**Extracted material:**
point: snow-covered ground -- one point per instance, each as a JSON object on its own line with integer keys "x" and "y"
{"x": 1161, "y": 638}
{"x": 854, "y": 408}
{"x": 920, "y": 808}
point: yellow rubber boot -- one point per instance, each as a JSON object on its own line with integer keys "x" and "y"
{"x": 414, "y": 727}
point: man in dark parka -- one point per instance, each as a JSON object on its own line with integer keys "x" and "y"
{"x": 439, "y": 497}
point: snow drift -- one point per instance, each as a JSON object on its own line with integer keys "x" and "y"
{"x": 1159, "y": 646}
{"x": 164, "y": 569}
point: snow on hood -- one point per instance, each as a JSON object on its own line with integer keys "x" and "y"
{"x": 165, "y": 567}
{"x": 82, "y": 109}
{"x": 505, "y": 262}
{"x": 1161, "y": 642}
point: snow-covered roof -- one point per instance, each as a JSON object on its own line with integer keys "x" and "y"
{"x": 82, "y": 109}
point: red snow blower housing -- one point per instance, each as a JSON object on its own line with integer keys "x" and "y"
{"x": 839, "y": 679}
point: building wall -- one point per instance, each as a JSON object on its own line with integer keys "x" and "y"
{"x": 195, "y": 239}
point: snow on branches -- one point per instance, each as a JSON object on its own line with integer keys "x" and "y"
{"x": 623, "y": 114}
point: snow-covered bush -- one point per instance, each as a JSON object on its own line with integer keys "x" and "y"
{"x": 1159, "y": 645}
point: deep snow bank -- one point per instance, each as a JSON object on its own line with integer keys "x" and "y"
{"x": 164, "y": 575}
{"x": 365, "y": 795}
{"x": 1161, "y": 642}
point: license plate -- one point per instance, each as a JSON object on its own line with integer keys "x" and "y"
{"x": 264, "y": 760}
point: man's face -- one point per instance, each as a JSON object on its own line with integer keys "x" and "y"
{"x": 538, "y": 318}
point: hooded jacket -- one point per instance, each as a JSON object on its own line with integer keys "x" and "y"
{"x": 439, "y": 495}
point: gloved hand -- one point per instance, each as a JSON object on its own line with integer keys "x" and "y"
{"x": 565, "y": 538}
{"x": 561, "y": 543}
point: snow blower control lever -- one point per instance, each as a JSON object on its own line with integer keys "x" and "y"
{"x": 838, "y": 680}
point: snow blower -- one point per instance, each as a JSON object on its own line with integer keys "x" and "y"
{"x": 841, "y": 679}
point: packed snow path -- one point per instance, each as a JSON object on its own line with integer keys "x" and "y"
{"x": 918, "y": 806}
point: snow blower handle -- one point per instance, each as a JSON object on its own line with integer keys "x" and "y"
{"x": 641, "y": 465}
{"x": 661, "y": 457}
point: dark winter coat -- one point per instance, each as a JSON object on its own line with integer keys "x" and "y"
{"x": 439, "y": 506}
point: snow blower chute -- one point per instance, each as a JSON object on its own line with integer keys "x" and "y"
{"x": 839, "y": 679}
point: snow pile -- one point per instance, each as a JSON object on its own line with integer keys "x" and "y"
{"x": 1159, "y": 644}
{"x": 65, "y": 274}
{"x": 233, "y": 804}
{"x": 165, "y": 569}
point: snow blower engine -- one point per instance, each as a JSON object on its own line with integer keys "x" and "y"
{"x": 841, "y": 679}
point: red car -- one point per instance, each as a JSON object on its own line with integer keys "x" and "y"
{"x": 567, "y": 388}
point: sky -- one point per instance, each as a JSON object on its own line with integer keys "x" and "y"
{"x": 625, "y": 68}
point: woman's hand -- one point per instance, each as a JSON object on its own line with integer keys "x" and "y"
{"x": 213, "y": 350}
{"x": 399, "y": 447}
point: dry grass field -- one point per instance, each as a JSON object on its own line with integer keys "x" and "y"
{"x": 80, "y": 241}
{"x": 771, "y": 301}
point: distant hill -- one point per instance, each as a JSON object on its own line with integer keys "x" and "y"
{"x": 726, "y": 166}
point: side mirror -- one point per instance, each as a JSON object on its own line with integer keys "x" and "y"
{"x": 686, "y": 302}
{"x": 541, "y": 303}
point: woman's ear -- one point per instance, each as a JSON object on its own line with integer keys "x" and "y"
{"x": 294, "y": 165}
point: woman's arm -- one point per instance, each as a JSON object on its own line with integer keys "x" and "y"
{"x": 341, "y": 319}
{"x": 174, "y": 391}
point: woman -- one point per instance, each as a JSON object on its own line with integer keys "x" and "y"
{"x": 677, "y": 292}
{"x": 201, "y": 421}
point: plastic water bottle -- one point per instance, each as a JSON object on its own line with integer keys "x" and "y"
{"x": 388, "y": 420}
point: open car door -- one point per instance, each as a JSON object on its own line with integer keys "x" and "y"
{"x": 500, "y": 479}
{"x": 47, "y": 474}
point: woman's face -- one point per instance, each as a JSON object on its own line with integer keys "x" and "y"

**To do:** Can you reproduce, word for word, the lines of the data beginning with the line that contains "point: woman's arm" and running through the last line of the data, with both of those lines included?

**Task response:**
point: woman's arm -- one point per instance, each as a JSON object on its own line with integer keys "x" and "y"
{"x": 341, "y": 319}
{"x": 174, "y": 391}
point: woman -- one point per instance, each as a JSON object on its own line with integer keys "x" and "y"
{"x": 677, "y": 292}
{"x": 201, "y": 421}
point: plastic water bottle -- one point per instance, each as a JSON object on its own line with integer keys "x" and "y"
{"x": 388, "y": 420}
point: open car door -- one point per instance, each as a JSON object on its own line with integer keys "x" and "y"
{"x": 500, "y": 479}
{"x": 47, "y": 474}
point: woman's face -- one point per instance, each as a JSON object on its own line with integer keys "x" and "y"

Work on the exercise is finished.